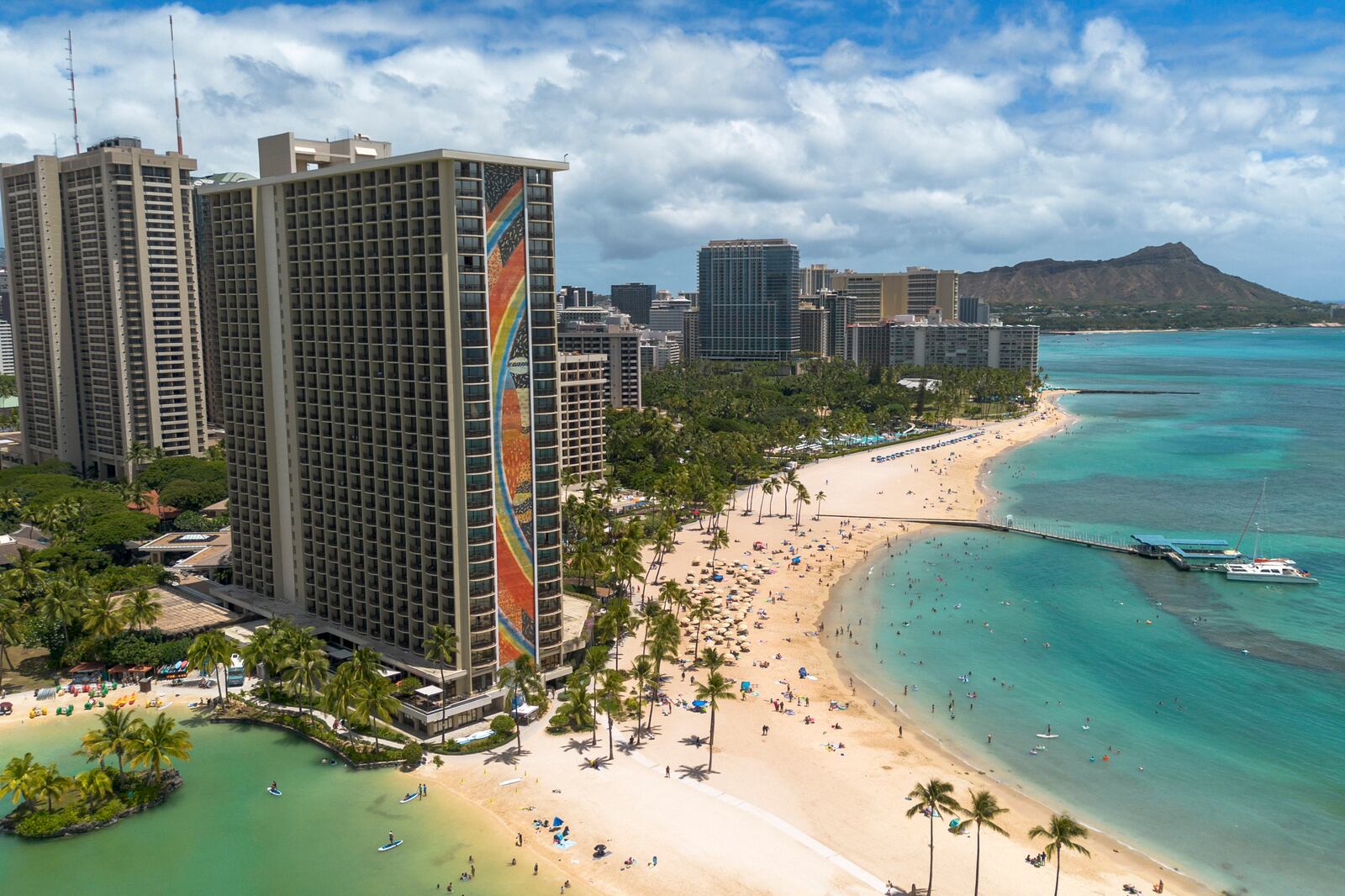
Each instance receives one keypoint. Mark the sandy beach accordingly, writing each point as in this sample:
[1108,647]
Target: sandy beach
[784,811]
[791,808]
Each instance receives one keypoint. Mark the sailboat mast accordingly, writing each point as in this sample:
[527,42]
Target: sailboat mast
[1250,517]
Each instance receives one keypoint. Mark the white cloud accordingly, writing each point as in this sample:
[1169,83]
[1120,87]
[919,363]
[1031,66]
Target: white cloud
[1044,136]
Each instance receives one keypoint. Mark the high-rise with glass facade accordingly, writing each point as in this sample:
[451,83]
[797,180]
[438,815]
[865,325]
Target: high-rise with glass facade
[750,300]
[389,376]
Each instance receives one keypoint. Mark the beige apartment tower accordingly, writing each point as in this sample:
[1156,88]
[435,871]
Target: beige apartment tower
[104,295]
[390,397]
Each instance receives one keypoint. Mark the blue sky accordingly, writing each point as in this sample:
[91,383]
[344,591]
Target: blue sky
[874,134]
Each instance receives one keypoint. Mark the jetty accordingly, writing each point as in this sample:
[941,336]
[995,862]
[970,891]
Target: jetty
[1188,555]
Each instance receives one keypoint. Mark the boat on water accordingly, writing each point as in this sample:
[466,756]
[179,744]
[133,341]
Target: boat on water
[1271,571]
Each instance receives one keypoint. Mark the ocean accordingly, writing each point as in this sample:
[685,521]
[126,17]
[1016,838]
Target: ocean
[1215,728]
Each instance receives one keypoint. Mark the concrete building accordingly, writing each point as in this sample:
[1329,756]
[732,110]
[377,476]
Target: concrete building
[634,299]
[918,291]
[584,401]
[666,314]
[750,306]
[973,309]
[6,347]
[390,396]
[814,329]
[620,342]
[286,154]
[103,279]
[692,335]
[814,279]
[208,307]
[659,350]
[958,345]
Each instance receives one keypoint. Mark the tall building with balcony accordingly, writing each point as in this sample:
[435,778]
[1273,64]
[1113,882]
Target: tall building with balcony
[584,400]
[103,279]
[748,298]
[390,398]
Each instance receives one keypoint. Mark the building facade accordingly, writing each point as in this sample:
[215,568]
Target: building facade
[390,398]
[814,329]
[636,299]
[748,300]
[584,401]
[958,345]
[622,345]
[103,269]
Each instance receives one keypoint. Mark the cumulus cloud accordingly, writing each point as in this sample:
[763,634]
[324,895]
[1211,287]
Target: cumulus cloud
[970,147]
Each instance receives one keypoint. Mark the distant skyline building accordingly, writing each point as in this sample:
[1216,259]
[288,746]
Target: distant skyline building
[814,279]
[748,300]
[393,412]
[958,345]
[103,280]
[584,398]
[634,299]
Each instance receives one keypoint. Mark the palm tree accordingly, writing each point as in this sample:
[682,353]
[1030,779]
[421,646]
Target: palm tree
[94,786]
[158,744]
[208,651]
[592,669]
[768,490]
[441,649]
[1062,833]
[719,540]
[931,798]
[114,736]
[715,689]
[614,623]
[642,676]
[103,616]
[19,777]
[11,630]
[521,678]
[374,703]
[704,609]
[984,809]
[27,572]
[307,672]
[609,701]
[141,609]
[49,783]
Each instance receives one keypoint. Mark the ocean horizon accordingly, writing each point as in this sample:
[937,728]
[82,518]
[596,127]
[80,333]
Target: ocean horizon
[1196,719]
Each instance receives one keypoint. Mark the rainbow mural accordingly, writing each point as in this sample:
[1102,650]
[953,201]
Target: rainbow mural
[506,272]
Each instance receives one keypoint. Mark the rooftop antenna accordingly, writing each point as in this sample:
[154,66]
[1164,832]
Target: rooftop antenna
[177,107]
[71,71]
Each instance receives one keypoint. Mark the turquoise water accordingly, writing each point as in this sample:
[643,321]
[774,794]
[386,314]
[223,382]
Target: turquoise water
[224,835]
[1230,764]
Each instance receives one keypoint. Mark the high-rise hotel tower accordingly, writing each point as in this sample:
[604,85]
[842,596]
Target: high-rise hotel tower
[390,400]
[104,304]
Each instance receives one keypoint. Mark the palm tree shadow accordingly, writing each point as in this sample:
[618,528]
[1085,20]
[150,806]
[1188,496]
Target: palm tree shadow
[504,756]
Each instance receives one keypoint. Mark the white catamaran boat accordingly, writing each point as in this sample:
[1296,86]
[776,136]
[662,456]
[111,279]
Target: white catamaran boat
[1273,571]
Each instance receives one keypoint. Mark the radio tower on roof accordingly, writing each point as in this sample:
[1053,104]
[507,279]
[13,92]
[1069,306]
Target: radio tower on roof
[71,71]
[177,107]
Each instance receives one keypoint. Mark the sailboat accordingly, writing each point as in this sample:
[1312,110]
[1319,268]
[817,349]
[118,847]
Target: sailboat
[1273,571]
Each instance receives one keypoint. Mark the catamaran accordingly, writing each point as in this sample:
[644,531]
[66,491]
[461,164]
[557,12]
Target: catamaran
[1277,571]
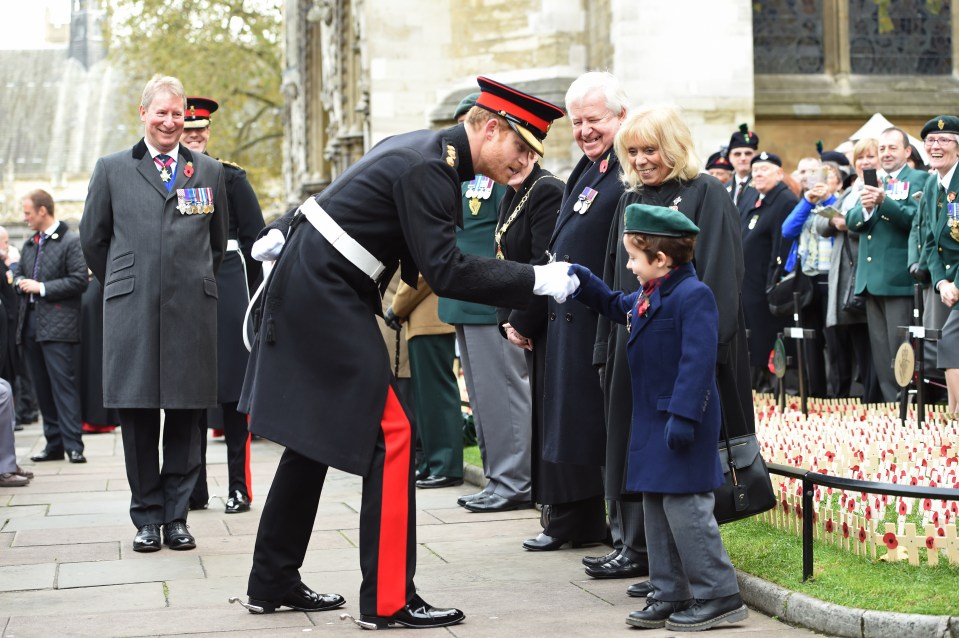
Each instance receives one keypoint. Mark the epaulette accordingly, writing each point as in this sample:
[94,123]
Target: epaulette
[229,163]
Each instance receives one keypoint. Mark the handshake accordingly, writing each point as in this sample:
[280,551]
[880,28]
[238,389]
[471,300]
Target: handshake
[557,280]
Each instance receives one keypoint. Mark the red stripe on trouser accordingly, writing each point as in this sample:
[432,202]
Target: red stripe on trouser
[248,476]
[394,515]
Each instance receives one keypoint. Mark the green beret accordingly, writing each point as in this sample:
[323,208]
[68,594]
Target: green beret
--------------------------------------------------
» Your task
Every line of the material above that includes the string "beret" is required.

» Written answer
Each instance receives one keypoint. Mark the green beret accordingly, writing each point as in this sample:
Target: green beret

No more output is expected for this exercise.